Your tasks:
**a.** Reproduce the passage on stochastic gradient descent word for word, from "Stochastic Gradient Descent" to "the random initialization.".
**b.** In the passage on stochastic gradient descent, what is named as the stochastic part of the optimizer?

SGD helps us minimize our loss function by updating our model. We start with random parameters for our model, calculate loss with this model, calculate the gradient, update our parameters in the opposite direction of our gradient.

Mathematically

Our loss function: $ \text{Loss} = L(\vec{x}) $

Our model: $ \text{Model}(I) = \text{I} \cdot \text{Weights}^T + \text{bias} $

$$ \nabla L = \langle a_1, a_2, a_3, ... , a_n \rangle$$

Stochastic Gradient Descent formula

Update each parameter $$ \text{Weights} - \nabla L$$ $$ \text{bias} - \nabla L$$

The stochastic part of the optimzer is the random initialization.

In [40]:
# linear model from pytorch modules
import torch.nn as nn

linear_model = nn.Linear(28*28,1)

w,b = linear_model.parameters()
w.shape, b.shape
Out[40]:
(torch.Size([1, 784]), torch.Size([1]))
In [41]:
#Creating a SGD optimizer

class BasicOptim:
    def __init__(self, params, lr):
        self.params = list(params)
        self.lr = lr

    def step(self, *args, **kwargs):
        for p in self.params: 
            p.data -= p.grad.data * self.lr
    
    def zero_grad(self, *args, **kwargs):
        for p in self.params:
            p.grad = None
In [42]:
learning_rate = 0.1
opt = BasicOptim(linear_model.parameters(), learning_rate)
In [43]:
#simplified training loop using our optimzer
def train_epoch(model):
    for xb,yb in train_dl:
        calc_grad(xb, yb, model)
        opt.step()
        opt.zero_grad()
In [44]:
validate_epoch = lambda model: "0.43"

def train_model(model, epochs: int): 
    for _ in range(epochs):
        train_epoch(model)
        print(validate_epoch(model), end = ' ')
In [45]:
train_model(linear_model, 20)
0.43 0.43 0.43 0.43 0.43 0.43 0.43 0.43 0.43 0.43 0.43 0.43 0.43 0.43 0.43 0.43 0.43 0.43 0.43 0.43 

The Neural Network

The Neural Network is a layering of linear functions. We need to add a non-linearity (here the ReLU function) as a hidden layer to make sure that our subsequent layers can communicate with each other. This is also necessary for the Universal Approximation Theorem to hold.

Dataset entries:

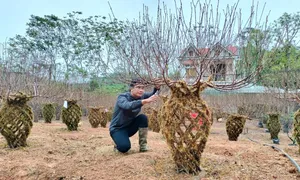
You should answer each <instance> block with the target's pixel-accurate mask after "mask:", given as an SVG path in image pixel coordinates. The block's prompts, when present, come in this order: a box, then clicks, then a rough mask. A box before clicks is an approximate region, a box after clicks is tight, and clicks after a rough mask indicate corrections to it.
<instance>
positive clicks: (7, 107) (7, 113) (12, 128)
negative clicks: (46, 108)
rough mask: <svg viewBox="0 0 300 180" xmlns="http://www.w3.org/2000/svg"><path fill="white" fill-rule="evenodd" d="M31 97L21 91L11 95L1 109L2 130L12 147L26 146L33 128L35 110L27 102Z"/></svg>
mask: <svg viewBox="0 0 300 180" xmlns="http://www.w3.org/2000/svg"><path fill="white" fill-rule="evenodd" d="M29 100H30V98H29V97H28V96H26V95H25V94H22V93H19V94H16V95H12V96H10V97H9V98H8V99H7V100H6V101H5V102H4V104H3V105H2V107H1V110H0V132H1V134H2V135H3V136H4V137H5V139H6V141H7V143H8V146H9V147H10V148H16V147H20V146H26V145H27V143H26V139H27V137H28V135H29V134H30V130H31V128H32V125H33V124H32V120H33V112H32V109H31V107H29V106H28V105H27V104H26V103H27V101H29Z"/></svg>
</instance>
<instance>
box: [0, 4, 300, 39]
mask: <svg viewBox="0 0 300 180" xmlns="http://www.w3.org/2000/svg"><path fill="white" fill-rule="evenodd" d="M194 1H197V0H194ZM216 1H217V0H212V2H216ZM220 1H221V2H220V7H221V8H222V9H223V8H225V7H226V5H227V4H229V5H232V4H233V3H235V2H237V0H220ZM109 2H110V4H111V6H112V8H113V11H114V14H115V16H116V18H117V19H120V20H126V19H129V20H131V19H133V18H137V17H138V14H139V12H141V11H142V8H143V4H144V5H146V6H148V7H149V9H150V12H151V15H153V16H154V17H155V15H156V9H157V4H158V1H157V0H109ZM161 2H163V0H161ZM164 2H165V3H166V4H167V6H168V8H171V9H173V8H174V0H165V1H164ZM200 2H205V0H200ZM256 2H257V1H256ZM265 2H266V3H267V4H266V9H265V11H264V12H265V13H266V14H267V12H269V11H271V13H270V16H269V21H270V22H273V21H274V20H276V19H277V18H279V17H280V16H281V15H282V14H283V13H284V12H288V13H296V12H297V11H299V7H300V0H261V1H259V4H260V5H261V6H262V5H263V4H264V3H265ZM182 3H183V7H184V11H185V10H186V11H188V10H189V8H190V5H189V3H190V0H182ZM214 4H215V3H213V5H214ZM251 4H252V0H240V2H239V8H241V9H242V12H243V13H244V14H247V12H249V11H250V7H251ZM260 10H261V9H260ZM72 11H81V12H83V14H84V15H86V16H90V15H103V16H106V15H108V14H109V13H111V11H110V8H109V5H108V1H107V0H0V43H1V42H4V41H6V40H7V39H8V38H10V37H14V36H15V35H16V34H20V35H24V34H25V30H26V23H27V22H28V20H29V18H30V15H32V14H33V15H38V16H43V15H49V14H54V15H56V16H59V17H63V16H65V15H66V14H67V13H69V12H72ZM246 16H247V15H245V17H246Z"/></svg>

Results of the exercise:
**a.**
Stochastic Gradient Descent formula

Update each parameter $$ \text{Weights} - \nabla L$$ $$ \text{bias} - \nabla L$$

The stochastic part of the optimzer is the random initialization.

**b.** The random initialization.